◆ **Task**
Answer the following questions using the EME test panel description below:
1. What does the "Scan" button do?
2. Which "Set Role" setting is valid for most applications?
3. What is the typical number of motor pole pairs?

◆ **Source passage**
The respective functional sub-panel may be selected in the control “Testpanels”.

Connection handling

The following controls and buttons are used for connection handling

• IP-Address: identifies a specific EME in the network

• Scan: searches for visible EME in the network

• Connect: establishes communication with one EME

• Disconnect: stops communication with one EME

• Log: shows communication status with EME

orange items show errors

There may be several EME in one ethernet network. The respective EME is addressed by his IP-Address. You may either enter the known IP address directly in the yellow marked field:

Alternatively, you may search for existing EME in the network. By pressing the following two yellow marked buttons:

After pressing the “Connect” button all other functions in the sub-tabs are available.

After pressing “Disconnect” no operation is possible.

In the Log window the communication status is listed:

• Connect event

• Disconnect event

• Errors (marked in orange with error description)

The log window may be cleared with the button “Clear Log”.

After pressing the “STOP” button, the test panel will close.

System

In the system status overview the following parameters are shown:

• General information:

  • Software versions of

    • EME-API (LabVIEW-library on PC)

    • RT-Software (real-time firmware on EME)

    • FPGA (lowest level firmware on EME)

  • Control board

    • HW-version

    • Serial number

• Internal temperatures

  • Temperature values of EME

  • Temperatures of “Opponent”

    • in case of combined 6-phase system.

    • In most cases all “Opponent” values may be ignored.

• CPU load

• Operating times of

  • sbRIO (real-time controller + FPGA running time)

  • EME (powered operation time while EME is active).

Config

In the Config sub-panel, generic motor and position sensor parameters may be set. The order of configuration is not relevant. Settings in this window may be changed at any time while EME is not activated.

The configuration parameters on the left side describe the motor parameters and are as follows:

• Set Role

  • “Single” for normal Emulator operation -> valid for most application

  • “Inverter Single” for Inverter operation -> typical use-case for sensor calibration

  • …Master/Slave… Master- and Slave-Configurations are only used for 6-phase-systems. Please contact IRS for simulation of 6-phase motors.

• Set DUT Parameter

  • “SPWM” pure sinusoidal modulation (usually not used)

  • “SVPWM” standard Space-Vector-PWM (standard setting).

• Set Motor Parameter

  • Polepairs: number of motor pole pairs (typical 3…4, must be >= 1)

  • Offset: Theta offset of position sensor (Range +-1 for +-180°)

  • Angular Displ (6ph): only used for 6-phase motors (0 by default)

• Set Transition

  • Smooth Transition should always be enabled to avoid too fast change of modulation.

  • Slope [delta/10µs] typical value in the range about 10-4…10-7

• Set Network Parameters

  • Resistance [Ohm]: typical resistance of the setup (200µ … 1m)

  • Inductivity [H]: typical applied inductance (85µH)

The configuration parameters on the right side describe the position sensor parameters and are as follows:

• Set xMR Parameter

  • Offset: DC voltage of SIN/COS sensor signals (typical 2,5V)

Pointing records for named objects:
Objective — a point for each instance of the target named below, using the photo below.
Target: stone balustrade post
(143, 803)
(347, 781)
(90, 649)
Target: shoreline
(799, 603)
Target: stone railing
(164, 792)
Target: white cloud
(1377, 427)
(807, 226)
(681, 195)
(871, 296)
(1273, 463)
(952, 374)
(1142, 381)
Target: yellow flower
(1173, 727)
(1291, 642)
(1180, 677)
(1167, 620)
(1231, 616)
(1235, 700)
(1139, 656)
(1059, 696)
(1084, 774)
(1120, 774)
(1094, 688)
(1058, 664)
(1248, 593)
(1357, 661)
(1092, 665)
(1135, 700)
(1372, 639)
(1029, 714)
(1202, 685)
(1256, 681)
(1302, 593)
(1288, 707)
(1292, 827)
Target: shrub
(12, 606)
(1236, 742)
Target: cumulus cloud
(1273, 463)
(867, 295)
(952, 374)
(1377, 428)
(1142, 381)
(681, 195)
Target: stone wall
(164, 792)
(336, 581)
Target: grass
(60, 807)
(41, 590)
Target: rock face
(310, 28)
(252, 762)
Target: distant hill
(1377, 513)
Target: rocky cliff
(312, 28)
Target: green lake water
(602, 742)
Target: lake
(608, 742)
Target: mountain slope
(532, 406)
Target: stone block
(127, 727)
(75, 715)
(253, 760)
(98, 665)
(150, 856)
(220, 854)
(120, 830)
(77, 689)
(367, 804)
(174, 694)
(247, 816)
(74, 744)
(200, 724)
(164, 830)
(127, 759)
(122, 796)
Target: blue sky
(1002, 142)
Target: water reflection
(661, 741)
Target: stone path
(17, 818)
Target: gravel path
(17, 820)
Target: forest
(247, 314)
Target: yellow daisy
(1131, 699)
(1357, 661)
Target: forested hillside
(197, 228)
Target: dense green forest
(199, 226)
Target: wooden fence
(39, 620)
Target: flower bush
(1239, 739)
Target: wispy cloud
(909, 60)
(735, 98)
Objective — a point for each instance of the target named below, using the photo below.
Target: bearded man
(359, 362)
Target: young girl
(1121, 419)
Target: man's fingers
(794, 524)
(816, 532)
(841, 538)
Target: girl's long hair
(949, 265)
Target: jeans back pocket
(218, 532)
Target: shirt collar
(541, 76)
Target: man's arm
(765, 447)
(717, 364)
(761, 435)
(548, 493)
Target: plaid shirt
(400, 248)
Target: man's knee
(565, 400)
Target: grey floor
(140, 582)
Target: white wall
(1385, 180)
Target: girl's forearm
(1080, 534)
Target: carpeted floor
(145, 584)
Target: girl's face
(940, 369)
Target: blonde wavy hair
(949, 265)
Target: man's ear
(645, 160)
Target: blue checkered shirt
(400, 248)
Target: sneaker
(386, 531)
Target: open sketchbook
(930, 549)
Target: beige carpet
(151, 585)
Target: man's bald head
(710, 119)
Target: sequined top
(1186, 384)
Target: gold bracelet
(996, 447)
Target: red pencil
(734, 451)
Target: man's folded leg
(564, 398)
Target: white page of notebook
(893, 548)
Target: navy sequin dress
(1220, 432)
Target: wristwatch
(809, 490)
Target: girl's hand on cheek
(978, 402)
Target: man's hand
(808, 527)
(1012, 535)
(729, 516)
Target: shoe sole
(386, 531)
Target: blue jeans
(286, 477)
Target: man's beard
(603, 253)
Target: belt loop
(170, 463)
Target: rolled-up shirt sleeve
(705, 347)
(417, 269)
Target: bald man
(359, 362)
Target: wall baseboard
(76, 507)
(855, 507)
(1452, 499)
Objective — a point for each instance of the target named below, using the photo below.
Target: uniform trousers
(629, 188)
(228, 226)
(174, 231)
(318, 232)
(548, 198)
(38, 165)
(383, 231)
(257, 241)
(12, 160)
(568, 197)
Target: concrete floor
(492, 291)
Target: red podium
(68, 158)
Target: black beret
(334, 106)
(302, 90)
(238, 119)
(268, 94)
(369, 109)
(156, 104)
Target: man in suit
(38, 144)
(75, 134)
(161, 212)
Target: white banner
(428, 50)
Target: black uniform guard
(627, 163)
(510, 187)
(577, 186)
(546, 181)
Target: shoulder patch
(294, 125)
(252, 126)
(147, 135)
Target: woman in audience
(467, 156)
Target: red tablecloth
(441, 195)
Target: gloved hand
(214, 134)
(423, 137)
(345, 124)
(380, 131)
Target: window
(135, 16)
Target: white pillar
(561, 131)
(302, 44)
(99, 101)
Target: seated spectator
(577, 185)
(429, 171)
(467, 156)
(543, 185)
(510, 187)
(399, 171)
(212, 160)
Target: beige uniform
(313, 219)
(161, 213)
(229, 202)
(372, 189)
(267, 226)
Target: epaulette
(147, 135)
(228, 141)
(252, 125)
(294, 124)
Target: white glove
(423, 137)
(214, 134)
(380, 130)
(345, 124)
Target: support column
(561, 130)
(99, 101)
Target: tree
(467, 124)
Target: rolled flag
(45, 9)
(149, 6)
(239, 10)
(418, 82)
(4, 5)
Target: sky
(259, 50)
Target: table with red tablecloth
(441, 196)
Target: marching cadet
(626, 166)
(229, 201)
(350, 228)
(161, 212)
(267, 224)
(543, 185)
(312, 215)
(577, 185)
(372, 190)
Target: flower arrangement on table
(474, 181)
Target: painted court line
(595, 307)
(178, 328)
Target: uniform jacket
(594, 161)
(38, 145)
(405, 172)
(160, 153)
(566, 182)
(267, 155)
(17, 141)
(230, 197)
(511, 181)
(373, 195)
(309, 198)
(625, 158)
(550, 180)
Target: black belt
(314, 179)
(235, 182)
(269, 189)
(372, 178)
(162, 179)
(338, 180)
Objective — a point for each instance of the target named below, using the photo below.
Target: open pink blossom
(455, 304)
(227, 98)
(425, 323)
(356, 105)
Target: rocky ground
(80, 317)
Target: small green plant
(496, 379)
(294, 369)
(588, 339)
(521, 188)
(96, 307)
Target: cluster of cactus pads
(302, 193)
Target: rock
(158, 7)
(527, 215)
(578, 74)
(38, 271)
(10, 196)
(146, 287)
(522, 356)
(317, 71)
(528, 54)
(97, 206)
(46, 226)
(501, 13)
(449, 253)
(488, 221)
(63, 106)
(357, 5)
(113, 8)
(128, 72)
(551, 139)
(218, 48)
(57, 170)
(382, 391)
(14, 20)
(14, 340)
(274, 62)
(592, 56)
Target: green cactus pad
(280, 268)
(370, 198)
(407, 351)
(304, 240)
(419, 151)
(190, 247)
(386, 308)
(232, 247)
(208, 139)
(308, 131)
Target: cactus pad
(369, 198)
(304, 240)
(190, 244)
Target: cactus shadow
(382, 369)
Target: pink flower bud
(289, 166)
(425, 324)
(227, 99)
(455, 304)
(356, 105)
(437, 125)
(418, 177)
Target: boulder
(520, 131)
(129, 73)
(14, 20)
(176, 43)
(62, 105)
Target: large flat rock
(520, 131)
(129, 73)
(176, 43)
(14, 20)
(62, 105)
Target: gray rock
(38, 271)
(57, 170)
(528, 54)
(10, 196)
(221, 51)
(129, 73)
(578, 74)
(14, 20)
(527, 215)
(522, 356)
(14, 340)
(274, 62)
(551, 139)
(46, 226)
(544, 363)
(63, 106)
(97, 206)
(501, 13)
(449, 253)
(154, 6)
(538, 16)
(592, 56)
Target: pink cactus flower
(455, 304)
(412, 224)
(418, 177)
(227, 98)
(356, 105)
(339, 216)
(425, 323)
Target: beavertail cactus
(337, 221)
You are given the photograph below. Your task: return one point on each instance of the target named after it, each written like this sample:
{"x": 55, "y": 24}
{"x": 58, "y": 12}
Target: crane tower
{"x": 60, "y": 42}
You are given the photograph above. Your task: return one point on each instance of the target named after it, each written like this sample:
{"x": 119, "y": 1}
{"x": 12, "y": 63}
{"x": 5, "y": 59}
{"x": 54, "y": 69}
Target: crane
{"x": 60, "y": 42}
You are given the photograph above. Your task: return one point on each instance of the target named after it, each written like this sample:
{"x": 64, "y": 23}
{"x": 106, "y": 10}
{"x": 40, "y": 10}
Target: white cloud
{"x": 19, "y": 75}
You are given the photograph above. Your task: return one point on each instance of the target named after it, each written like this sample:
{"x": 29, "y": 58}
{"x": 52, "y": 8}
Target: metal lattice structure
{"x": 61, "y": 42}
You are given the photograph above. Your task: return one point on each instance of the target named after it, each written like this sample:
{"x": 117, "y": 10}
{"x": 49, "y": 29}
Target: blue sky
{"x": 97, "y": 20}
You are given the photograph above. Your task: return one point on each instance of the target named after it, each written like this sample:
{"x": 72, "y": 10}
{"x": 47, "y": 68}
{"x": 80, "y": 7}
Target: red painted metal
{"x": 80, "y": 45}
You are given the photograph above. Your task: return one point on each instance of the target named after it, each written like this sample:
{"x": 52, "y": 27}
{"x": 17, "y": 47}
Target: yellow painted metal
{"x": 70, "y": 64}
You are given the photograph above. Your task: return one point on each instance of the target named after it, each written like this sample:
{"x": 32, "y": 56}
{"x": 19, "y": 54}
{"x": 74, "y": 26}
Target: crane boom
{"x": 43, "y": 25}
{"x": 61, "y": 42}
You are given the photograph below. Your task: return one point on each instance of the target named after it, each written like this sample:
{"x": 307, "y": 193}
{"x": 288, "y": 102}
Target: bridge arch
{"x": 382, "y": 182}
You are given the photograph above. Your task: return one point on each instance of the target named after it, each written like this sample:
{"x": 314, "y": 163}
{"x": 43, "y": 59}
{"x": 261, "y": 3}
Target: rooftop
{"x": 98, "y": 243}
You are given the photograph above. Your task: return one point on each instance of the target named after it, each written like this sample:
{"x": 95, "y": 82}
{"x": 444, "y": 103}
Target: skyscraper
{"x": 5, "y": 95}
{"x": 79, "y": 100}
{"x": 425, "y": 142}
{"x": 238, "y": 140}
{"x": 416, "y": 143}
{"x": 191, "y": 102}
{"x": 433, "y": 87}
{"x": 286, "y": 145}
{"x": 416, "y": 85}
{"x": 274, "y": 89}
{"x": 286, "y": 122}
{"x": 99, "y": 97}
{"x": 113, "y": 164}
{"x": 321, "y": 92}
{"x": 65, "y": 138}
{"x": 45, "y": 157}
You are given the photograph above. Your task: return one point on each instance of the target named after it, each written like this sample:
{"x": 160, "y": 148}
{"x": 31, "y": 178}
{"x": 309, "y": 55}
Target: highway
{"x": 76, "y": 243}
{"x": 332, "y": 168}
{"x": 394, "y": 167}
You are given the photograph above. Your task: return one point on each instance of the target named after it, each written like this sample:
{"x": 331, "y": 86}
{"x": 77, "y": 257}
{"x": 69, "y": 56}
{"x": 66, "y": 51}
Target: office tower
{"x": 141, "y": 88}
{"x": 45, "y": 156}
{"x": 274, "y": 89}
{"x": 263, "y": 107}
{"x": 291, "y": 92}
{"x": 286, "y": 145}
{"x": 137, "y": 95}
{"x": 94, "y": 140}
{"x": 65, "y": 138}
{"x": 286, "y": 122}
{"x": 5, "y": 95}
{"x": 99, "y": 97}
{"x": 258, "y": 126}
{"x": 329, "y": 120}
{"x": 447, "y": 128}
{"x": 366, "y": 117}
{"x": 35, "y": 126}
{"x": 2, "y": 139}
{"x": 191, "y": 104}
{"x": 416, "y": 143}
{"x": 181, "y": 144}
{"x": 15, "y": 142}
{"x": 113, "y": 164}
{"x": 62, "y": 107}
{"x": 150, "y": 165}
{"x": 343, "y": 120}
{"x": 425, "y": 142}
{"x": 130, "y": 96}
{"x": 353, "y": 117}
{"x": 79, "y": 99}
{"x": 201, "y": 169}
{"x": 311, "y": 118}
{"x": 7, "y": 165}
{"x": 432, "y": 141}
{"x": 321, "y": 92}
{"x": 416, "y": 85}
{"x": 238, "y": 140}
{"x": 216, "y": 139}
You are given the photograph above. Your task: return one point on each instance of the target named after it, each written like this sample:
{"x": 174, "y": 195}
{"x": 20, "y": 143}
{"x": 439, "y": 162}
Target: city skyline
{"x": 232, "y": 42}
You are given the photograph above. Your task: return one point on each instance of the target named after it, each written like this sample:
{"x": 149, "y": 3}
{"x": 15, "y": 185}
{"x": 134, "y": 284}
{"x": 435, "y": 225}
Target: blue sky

◆ **Answer**
1. It searches for visible EME in the network.
2. "Single", for normal Emulator operation.
3. Typically 3 to 4, and it must be at least 1.